### Exercise text:
┄┄┄┄┄┄

Skip to contents

This function utilizes the output from an elastic net GLM model to create a weights matrix of features relevant to a species distribution to identify clusters throughout it's range while incorporating the PCNM/MEM data and coordinates to implement some spatial contiguity.

Usage

EnvironmentalBasedSample(
  pred_rescale,
  f_rasts,
  lyr,
  taxon,
  path,
  n,
  fixedClusters,
  n_pts,
  planar_projection,
  coord_wt,
  buffer_d,
  prop_split,
  write2disk,
  ...
)

Arguments

pred_rescale

a rasterstack of predictor layers which have been rescaled to represent the beta coefficients from the elastic net (glmnet::glmnet) modelling process. See ?RescaleRasters for an implementation of this functionality.

f_rasts

The rasters output from the SDM workflow.

lyr

Character. The name of the layer you want to use for the analysis one of: 'Threshold', 'Clipped', or Supplemented'. If missing defaults to 'Supplemented'.

taxon

Character. the name of the taxonomic entity for which the models were created. The final raster of clusters, the results from both KNN classifier trainings, and details of the clustering procedure (if fixedClusters=TRUE).

path

a root path where each output data will be saved, use the same as in WriteSDMresults. Defaults to current working directory, check this with getwd().

┄┄┄┄┄┄

### Raw data:
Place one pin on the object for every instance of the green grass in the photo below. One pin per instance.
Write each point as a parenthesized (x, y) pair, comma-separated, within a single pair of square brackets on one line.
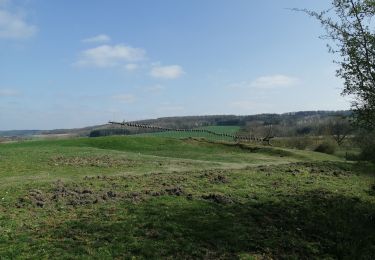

┄┄┄┄┄┄

### Activity list:
1 – Reproduce word for word the part of the EnvironmentalBasedSample documentation that opens with the words containing "a rasterstack of" and closes with "the SDM workflow.".
2 – Extend the EnvironmentalBasedSample documentation, picking up right after its final line.
The data have no role in this exercise.

### Answers by item number:
1 –
a rasterstack of predictor layers which have been rescaled to represent the beta coefficients from the elastic net (glmnet::glmnet) modelling process. See ?RescaleRasters for an implementation of this functionality.

f_rasts

The rasters output from the SDM workflow.

2 –
n

Numeric. the number of clusters desired.

fixedClusters

Boolean. Defaults to TRUE, which will create n clusters. If False then use NbClust::NbClust to determine the number of clusters.

n_pts

Numeric. the number of points to use for generating the clusters, these will be randomly sampled within the mask area mask. Defaults to 500.

planar_projection

Numeric, or character vector. An EPSG code, or a proj4 string, for a planar coordinate projection, in meters, for use with the function. For species with very narrow ranges a UTM zone may be best (e.g. 32611 for WGS84 zone 11 north, or 29611 for NAD83 zone 11 north). Otherwise a continental scale projection like 5070 See https://projectionwizard.org/ for more information on CRS. The value is simply passed to sf::st_transform if you need to experiment.

coord_wt

Numeric. The amount to weigh coordinates by for the distance matrix relative to the most important variable identified by elastic net regression. Defaults to 2.5, setting at 1 would make this value equivalent to environmental and PCNM variables. This metric increases the spatial contiguity of the clusters identified.

buffer_d

Numeric. When using two-stage sampling to increase the sample size (number of points) for uncommon clusters, the distance to buffer the individual pts which are located in these cells for further possible sampling. Defaults to 3 which allows for each an area encompassing around 45-50 raster cells nearby to possibly be sampled. This is a reasonable default for coarsely gridded data (the most sensible grain type for this packages use cases), moderate resolution data (e.g. 250m-1km) may require higher values to find meaningful differences between the variables at these further locations.

prop_split

Numeric. The proportion of records to be used for training the KNN classifier. Defaults to 0.8 to use 80% of records for training and 20% for the independent test sample.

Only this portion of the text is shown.